ENTRIES PROVIDED:
────────────────────────────────────────
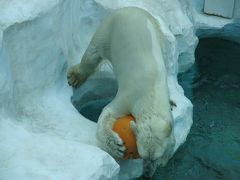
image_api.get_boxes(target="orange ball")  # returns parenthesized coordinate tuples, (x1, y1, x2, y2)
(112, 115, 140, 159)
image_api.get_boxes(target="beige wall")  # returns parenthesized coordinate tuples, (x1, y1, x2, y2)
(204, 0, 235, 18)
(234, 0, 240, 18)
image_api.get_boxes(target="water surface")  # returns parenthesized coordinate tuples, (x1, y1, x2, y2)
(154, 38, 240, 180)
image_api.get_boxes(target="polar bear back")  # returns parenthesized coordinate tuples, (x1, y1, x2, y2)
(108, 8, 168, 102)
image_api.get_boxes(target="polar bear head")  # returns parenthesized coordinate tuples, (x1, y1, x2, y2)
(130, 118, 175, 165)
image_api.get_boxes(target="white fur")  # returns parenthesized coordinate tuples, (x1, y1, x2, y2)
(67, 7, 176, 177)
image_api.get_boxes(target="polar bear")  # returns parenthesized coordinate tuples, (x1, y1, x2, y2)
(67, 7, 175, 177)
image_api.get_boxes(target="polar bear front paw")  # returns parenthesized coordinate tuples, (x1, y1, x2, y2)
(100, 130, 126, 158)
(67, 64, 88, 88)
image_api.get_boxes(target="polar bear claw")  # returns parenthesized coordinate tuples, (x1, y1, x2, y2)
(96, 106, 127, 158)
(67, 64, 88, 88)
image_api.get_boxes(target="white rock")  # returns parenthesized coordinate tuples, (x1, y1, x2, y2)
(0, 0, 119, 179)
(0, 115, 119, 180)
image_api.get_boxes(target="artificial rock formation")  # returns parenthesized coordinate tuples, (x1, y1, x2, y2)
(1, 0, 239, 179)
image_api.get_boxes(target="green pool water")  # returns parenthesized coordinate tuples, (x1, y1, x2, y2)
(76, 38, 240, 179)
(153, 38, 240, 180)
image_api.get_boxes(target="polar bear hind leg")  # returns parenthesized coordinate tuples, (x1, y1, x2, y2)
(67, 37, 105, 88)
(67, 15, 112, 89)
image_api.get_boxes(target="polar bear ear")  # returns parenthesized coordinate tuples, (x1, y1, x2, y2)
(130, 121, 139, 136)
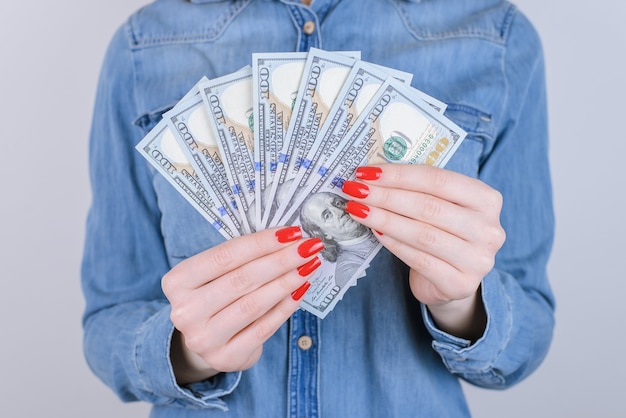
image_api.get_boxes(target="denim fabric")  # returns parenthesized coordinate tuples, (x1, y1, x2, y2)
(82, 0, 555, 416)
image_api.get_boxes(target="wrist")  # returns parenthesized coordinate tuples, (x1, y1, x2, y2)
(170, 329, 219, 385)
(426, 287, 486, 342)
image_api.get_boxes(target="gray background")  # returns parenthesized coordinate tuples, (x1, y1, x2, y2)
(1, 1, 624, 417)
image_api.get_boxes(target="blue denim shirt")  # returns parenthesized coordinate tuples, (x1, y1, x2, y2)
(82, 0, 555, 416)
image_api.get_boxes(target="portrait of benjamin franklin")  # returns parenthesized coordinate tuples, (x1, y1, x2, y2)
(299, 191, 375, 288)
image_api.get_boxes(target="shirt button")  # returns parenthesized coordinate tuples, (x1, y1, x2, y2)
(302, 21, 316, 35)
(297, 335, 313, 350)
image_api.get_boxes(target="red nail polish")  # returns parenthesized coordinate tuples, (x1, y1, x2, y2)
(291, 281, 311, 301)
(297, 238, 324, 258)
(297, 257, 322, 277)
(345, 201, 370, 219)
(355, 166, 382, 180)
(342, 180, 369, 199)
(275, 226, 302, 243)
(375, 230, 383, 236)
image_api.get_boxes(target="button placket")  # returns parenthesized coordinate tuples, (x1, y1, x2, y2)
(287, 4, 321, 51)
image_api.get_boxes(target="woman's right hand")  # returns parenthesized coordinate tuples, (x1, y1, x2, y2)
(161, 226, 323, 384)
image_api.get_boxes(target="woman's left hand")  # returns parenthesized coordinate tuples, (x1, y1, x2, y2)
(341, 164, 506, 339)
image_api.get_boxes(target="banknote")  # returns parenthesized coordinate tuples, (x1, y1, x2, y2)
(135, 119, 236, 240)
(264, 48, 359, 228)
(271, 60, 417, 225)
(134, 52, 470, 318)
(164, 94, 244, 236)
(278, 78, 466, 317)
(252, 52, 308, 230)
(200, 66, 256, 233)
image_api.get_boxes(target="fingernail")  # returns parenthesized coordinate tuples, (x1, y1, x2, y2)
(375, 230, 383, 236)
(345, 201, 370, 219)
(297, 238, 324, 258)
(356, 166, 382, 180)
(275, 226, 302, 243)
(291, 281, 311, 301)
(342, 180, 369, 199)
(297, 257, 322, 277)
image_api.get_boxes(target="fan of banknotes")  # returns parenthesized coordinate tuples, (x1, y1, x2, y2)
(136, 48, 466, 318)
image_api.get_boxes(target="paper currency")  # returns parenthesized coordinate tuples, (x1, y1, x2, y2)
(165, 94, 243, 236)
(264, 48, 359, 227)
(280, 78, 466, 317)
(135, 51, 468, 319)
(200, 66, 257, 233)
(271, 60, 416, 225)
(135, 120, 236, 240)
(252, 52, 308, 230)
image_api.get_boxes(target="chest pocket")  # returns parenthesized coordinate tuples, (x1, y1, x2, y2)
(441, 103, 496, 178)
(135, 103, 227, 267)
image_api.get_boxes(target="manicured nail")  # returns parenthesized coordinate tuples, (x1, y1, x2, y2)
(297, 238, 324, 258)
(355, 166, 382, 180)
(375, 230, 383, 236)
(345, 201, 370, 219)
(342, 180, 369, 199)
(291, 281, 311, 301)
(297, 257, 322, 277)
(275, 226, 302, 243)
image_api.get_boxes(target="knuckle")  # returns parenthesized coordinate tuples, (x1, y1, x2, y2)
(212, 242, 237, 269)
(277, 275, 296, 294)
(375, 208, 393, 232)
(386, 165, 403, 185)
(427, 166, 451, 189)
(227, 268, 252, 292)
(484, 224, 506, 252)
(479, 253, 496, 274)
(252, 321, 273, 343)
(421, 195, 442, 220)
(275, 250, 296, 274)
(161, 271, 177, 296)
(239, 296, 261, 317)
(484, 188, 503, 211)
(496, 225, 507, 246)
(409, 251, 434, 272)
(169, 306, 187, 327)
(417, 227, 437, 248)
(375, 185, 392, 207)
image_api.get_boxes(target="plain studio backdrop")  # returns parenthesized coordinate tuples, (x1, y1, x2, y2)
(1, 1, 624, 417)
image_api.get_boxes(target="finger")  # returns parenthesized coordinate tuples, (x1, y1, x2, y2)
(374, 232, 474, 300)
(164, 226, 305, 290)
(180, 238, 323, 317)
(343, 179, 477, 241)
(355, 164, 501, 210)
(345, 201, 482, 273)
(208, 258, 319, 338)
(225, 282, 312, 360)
────────────────────────────────────────
YOUR INSTRUCTIONS: Copy out the whole listing exactly. Skip its pictures.

TASK ANSWER:
image_api.get_boxes(target="orange ball")  # returns parenthesized coordinate tuples, (x1, y1, x2, y2)
(112, 115, 140, 159)
image_api.get_boxes(target="beige wall")  # returns parenthesized coordinate tuples, (x1, y1, x2, y2)
(204, 0, 235, 18)
(234, 0, 240, 18)
image_api.get_boxes(target="water surface")  # returns parenthesized coordinate tuples, (x1, y1, x2, y2)
(154, 38, 240, 180)
image_api.get_boxes(target="polar bear back")  # returns parenthesized coordinate tuples, (x1, y1, x2, y2)
(108, 8, 168, 102)
image_api.get_boxes(target="polar bear head")  # returns parenthesized coordinate tuples, (x1, y1, x2, y2)
(130, 118, 175, 165)
image_api.get_boxes(target="white fur")  # returns parenthesized coordinate tuples, (x1, y1, x2, y2)
(67, 7, 176, 177)
image_api.get_boxes(target="polar bear")  # returns parenthesized coordinate tuples, (x1, y1, x2, y2)
(67, 7, 175, 177)
image_api.get_boxes(target="polar bear front paw")  # returns parenthesized coordinate tuples, (x1, y1, x2, y2)
(100, 130, 126, 158)
(67, 64, 88, 88)
image_api.get_boxes(target="polar bear claw")  # returns parenthesized coordinate tuples, (x1, y1, x2, y2)
(96, 106, 127, 158)
(67, 64, 88, 88)
image_api.get_boxes(target="white rock")  # returns parenthesized coordinate tuples, (x1, y1, x2, y2)
(0, 0, 119, 179)
(0, 115, 119, 180)
image_api.get_boxes(target="artificial rock formation")  # returns parenthesized coordinate tuples, (x1, y1, x2, y2)
(1, 0, 239, 179)
image_api.get_boxes(target="green pool water")  # returns parenthesized coordinate tuples, (x1, y1, x2, y2)
(76, 38, 240, 179)
(153, 38, 240, 180)
image_api.get_boxes(target="polar bear hind leg")  # returns parenthesized coordinate tuples, (x1, y1, x2, y2)
(67, 37, 105, 88)
(67, 15, 112, 89)
image_api.get_boxes(target="polar bear ear")  # returns parenthesized coordinate tuples, (x1, y1, x2, y2)
(130, 121, 139, 136)
image_api.get_boxes(target="denim fabric")  # returns parenthesized coordinate tuples, (x1, y1, x2, y2)
(82, 0, 555, 416)
image_api.get_boxes(target="wrist")  # returns parenthesized coordinate tuples, (x1, y1, x2, y2)
(170, 329, 219, 385)
(426, 287, 486, 342)
image_api.get_boxes(target="gray background")  # returns parenthesized coordinate tuples, (x1, y1, x2, y2)
(1, 1, 624, 417)
image_api.get_boxes(target="blue denim shirt")  # returns parenthesized coordinate tuples, (x1, y1, x2, y2)
(82, 0, 555, 416)
image_api.get_boxes(target="portrait of benjamin franklin")  # returns parenthesized coordinate tuples, (x1, y1, x2, y2)
(299, 191, 375, 288)
image_api.get_boxes(target="shirt button")  # returns parenthesized coordinate tuples, (x1, y1, x2, y2)
(302, 21, 316, 35)
(297, 335, 313, 350)
image_api.get_boxes(target="red nail polish")  # returns parenthesized coordinate tuples, (x1, y1, x2, y2)
(291, 281, 311, 301)
(297, 238, 324, 258)
(297, 257, 322, 277)
(345, 201, 370, 219)
(355, 166, 382, 180)
(342, 180, 369, 199)
(275, 226, 302, 243)
(375, 230, 383, 236)
image_api.get_boxes(target="button placket")  # returns parenthesized coordinate tuples, (x1, y1, x2, y2)
(287, 4, 321, 51)
image_api.get_boxes(target="woman's right hand")  # returns parenthesized coordinate tuples, (x1, y1, x2, y2)
(161, 226, 323, 384)
image_api.get_boxes(target="woman's left hand")  # returns parenthesized coordinate tuples, (x1, y1, x2, y2)
(341, 164, 506, 339)
image_api.get_boxes(target="banknote")  # returns parenthesized coordinate tuples, (x1, y1, x2, y2)
(135, 119, 236, 240)
(264, 48, 359, 228)
(271, 60, 417, 225)
(134, 52, 470, 318)
(164, 94, 244, 236)
(278, 78, 466, 317)
(252, 52, 308, 230)
(200, 66, 256, 233)
image_api.get_boxes(target="fingernail")  # returns parenthesized coordinate tuples, (x1, y1, x2, y2)
(375, 230, 383, 236)
(345, 201, 370, 219)
(297, 238, 324, 258)
(356, 166, 382, 180)
(275, 226, 302, 243)
(291, 281, 311, 301)
(342, 180, 369, 199)
(297, 257, 322, 277)
image_api.get_boxes(target="fan of banknotes")  # returns parenthesized coordinate tuples, (x1, y1, x2, y2)
(136, 48, 466, 318)
image_api.get_boxes(target="paper currency")  # returns parenthesized coordinate tuples, (x1, y1, x2, y2)
(165, 94, 243, 236)
(264, 48, 359, 227)
(280, 78, 466, 317)
(135, 51, 468, 319)
(200, 66, 257, 233)
(271, 60, 416, 225)
(135, 120, 236, 240)
(252, 52, 308, 230)
image_api.get_boxes(target="chest pocket")  # returns parenthesized coordinate tuples, (x1, y1, x2, y2)
(441, 103, 496, 178)
(135, 103, 227, 267)
image_api.get_boxes(target="manicured nail")  # returns parenthesized coordinate tuples, (x1, y1, x2, y2)
(297, 238, 324, 258)
(355, 166, 382, 180)
(375, 230, 383, 236)
(345, 201, 370, 219)
(342, 180, 369, 199)
(291, 281, 311, 301)
(297, 257, 322, 277)
(275, 226, 302, 243)
image_api.get_boxes(target="knuckle")  # returns parenthesized coordinate tuples, (x1, y1, x2, y2)
(212, 242, 237, 269)
(277, 275, 296, 294)
(375, 208, 393, 232)
(386, 165, 403, 185)
(427, 166, 451, 189)
(227, 268, 252, 292)
(484, 224, 506, 252)
(479, 253, 496, 274)
(252, 321, 273, 343)
(421, 195, 442, 220)
(275, 250, 296, 274)
(161, 271, 177, 296)
(239, 296, 261, 317)
(484, 188, 503, 211)
(496, 225, 507, 246)
(409, 251, 434, 272)
(169, 306, 187, 327)
(417, 227, 437, 248)
(375, 185, 392, 207)
image_api.get_boxes(target="plain studio backdrop")  # returns parenthesized coordinate tuples, (x1, y1, x2, y2)
(1, 1, 624, 417)
image_api.get_boxes(target="finger")  # returns parenthesized coordinate tuples, (x1, y1, x2, y2)
(374, 232, 474, 300)
(164, 226, 305, 290)
(180, 238, 323, 317)
(343, 179, 477, 241)
(355, 164, 501, 210)
(345, 201, 482, 273)
(208, 258, 319, 338)
(225, 282, 312, 360)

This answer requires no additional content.